Activity 1 ▸
According to the healthcare tour article, how many people does TNO employ?
Activity 2 ▸
Return the part of the healthcare tour article starting at "On Jan. 23rd, we" and ending at "Healthy Living Department.", copied word for word.

Extract to read ▸

［Hiroyuki ABE］Trying Smart testing devices that prevent heart diseases at early stage［Healthcare Tour in the Netherlands (Part.5)］
”japanese version is here“
Hiroyuki ABE (journalist)
Medical Tour in the Netherland (Part 5)
Trying Smart testing devices that prevent heart diseases at early stage.
On Jan. 23rd, we visited another very interesting facility called the Netherlands Organization for Applied Scientific Research (below TNO). It was founded in 1932 by the Netherlands’ national assembly to facilitate scientific research and it represents the largest neutral general institute of its kind among European countries. Its employs 5000 people in 5 different departments: Healthy Living, Defense Safety & Security, Industrial Innovation, Energy and Environment, Mobility and Information. During our visit, we were taken to the Healthy Living Department.

Material shown ▸
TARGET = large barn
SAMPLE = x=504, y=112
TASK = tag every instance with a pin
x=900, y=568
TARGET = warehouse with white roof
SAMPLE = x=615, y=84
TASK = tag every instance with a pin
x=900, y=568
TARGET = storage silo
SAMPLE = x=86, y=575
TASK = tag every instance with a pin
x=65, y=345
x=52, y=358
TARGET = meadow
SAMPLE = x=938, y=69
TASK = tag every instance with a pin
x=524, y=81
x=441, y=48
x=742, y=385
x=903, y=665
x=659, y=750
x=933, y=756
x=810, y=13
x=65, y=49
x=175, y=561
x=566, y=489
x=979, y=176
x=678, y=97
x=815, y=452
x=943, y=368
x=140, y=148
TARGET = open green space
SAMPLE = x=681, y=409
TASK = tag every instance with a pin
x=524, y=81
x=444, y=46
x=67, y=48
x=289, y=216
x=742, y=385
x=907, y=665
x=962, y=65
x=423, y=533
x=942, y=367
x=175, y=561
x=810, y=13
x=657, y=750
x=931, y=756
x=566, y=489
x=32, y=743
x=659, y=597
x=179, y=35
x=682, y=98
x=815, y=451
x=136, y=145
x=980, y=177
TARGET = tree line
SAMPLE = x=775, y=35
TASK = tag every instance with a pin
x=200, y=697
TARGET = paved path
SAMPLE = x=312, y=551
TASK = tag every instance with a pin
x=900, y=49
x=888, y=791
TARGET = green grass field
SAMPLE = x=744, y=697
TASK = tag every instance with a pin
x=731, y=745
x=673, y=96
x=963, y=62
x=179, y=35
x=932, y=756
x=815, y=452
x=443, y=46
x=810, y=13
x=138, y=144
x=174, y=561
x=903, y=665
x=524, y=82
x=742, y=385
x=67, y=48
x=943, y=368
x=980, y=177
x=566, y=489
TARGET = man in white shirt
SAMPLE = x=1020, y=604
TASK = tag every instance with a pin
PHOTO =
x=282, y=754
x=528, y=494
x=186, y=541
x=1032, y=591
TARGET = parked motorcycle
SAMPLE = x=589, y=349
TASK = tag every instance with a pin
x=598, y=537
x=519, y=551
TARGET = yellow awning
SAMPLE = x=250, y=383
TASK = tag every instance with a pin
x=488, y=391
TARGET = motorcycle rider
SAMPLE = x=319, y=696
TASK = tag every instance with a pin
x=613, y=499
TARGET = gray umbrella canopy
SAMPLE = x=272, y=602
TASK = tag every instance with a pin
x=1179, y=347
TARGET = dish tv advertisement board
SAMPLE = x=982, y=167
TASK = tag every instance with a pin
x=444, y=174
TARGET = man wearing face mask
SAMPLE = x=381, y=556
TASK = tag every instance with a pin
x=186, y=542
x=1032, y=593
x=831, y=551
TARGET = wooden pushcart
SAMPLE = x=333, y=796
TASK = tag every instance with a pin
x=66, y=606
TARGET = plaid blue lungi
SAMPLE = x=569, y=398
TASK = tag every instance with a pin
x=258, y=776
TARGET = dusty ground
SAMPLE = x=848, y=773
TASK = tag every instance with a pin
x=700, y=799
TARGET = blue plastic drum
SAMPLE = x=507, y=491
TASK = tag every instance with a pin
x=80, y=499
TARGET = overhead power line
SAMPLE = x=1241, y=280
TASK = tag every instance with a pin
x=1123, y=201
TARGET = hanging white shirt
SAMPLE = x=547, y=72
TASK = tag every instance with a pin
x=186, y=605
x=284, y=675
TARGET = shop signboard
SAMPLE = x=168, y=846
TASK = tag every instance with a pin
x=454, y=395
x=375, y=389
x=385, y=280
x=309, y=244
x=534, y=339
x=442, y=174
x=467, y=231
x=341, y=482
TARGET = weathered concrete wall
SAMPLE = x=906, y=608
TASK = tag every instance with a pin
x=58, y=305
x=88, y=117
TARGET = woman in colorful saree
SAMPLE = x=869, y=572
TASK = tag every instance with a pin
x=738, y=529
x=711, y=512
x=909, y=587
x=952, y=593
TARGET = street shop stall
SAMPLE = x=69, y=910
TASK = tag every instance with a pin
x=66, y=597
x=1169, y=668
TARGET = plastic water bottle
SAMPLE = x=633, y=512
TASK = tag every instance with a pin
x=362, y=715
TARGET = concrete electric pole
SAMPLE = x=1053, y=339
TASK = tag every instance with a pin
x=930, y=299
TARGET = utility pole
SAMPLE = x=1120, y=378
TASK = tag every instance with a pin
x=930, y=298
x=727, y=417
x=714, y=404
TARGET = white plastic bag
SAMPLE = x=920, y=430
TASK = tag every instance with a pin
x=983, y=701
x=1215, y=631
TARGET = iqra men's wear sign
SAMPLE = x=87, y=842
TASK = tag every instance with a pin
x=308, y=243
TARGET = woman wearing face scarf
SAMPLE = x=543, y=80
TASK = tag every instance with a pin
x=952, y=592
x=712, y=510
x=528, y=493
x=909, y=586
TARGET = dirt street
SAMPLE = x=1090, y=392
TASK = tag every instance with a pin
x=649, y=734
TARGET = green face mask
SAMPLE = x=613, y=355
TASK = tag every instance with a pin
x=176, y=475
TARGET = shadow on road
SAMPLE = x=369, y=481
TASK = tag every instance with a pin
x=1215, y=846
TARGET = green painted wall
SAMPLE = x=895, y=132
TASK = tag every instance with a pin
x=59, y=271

Task solution 1 ▸
5000 people.

Task solution 2 ▸
On Jan. 23rd, we visited another very interesting facility called the Netherlands Organization for Applied Scientific Research (below TNO). It was founded in 1932 by the Netherlands’ national assembly to facilitate scientific research and it represents the largest neutral general institute of its kind among European countries. Its employs 5000 people in 5 different departments: Healthy Living, Defense Safety & Security, Industrial Innovation, Energy and Environment, Mobility and Information. During our visit, we were taken to the Healthy Living Department.